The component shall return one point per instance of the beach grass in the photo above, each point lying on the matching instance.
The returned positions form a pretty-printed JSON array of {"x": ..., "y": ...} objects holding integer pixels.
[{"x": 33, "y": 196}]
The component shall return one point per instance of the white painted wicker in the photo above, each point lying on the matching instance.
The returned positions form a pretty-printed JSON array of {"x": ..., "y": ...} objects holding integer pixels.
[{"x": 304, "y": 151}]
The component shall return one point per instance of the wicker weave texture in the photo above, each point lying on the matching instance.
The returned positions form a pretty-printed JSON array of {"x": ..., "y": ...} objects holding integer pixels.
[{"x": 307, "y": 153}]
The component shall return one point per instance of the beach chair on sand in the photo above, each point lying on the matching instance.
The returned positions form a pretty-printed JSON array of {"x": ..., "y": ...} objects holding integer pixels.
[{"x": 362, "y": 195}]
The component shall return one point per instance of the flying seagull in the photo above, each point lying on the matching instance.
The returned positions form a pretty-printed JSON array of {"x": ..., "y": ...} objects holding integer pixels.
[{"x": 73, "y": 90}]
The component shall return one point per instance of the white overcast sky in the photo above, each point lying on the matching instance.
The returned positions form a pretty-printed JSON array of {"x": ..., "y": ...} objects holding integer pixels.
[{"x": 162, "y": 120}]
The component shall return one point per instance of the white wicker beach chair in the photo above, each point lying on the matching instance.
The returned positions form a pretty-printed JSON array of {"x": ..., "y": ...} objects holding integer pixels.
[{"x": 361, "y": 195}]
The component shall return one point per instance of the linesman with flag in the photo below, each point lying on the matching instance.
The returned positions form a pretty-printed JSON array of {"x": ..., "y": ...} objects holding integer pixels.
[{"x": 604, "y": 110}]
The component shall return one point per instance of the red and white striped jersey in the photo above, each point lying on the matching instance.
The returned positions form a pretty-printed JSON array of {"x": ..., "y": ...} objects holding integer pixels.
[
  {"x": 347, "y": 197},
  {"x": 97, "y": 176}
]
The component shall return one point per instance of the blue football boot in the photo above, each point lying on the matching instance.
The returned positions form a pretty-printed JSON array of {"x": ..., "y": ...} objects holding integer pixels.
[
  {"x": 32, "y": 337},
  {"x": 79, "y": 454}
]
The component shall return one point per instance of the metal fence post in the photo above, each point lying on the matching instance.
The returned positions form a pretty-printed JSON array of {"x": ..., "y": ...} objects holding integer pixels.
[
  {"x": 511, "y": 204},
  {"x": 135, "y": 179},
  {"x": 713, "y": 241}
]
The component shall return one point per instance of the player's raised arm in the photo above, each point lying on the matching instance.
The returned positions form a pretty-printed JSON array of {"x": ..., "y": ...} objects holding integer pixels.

○ ○ ○ ○ ○ ○ ○

Task brief.
Each line of the records above must be copied exactly.

Solution.
The component shall return one point per instance of the beach grass in the photo above, each point lying on the matching instance.
The returned positions form a pretty-printed JSON array of {"x": ..., "y": ...} objects holding integer pixels.
[{"x": 33, "y": 196}]
The component shall return one point per instance of the white painted wicker in the photo above, each point lying on the matching instance.
The returned positions form a pretty-printed JSON array of {"x": ..., "y": ...} objects holding integer pixels.
[{"x": 304, "y": 151}]
The component shall return one point per instance of the wicker weave texture in the photo above, each point lying on the matching instance.
The returned positions form a pretty-printed JSON array of {"x": ..., "y": ...} objects holding integer pixels.
[{"x": 307, "y": 153}]
The component shall return one point per instance of the beach chair on sand in the photo above, each point lying on the matching instance.
The returned positions form a pretty-printed JSON array of {"x": ..., "y": ...} objects holding integer pixels.
[{"x": 362, "y": 195}]
The component shall return one point per instance of the flying seagull in the photo above, each point lying on the matching instance.
The returned positions form a pretty-printed JSON array of {"x": ..., "y": ...} objects holding integer pixels.
[{"x": 73, "y": 90}]
The component shall return one point per instance of the white overcast sky in the photo above, each point lying on the matching instance.
The returned positions form a pretty-printed JSON array of {"x": ..., "y": ...} objects holding integer pixels.
[{"x": 162, "y": 120}]
The component shall return one point per instance of the white wicker beach chair in the photo above, each point lying on the matching instance.
The returned positions form a pretty-printed JSON array of {"x": ..., "y": ...} objects holding integer pixels.
[{"x": 361, "y": 195}]
The component shall return one point per instance of the linesman with flag in the photo below, each point lying on the matching instance.
The returned positions form a pretty-printed JSON array of {"x": ..., "y": ...} objects holding integer pixels.
[{"x": 604, "y": 110}]
The component shall return one point per instance of the red and white striped jersey in the photo above, each point lying on the matching instance.
The returned positions form a pretty-printed JSON array of {"x": ..., "y": ...} objects holding integer pixels.
[
  {"x": 347, "y": 197},
  {"x": 97, "y": 176}
]
The component shall return one point per instance of the blue football boot in the photo above, each point lying on the matching instance.
The returned positions form a pretty-printed JSON array of {"x": ..., "y": ...} objects holding integer pixels.
[
  {"x": 32, "y": 337},
  {"x": 79, "y": 454}
]
The component shall return one point per instance of the metal fence post in the photo above, each point lying on the matching instance.
The returned positions form a pretty-printed JSON array of {"x": ..., "y": ...} objects holding integer pixels.
[
  {"x": 511, "y": 204},
  {"x": 135, "y": 179},
  {"x": 713, "y": 241}
]
The component shall return one point per instance of the player's raised arm in the photo above, each point lying on the matching instance.
The returned positions form a pretty-printed JSON array of {"x": ..., "y": ...} objects holding integer pixels.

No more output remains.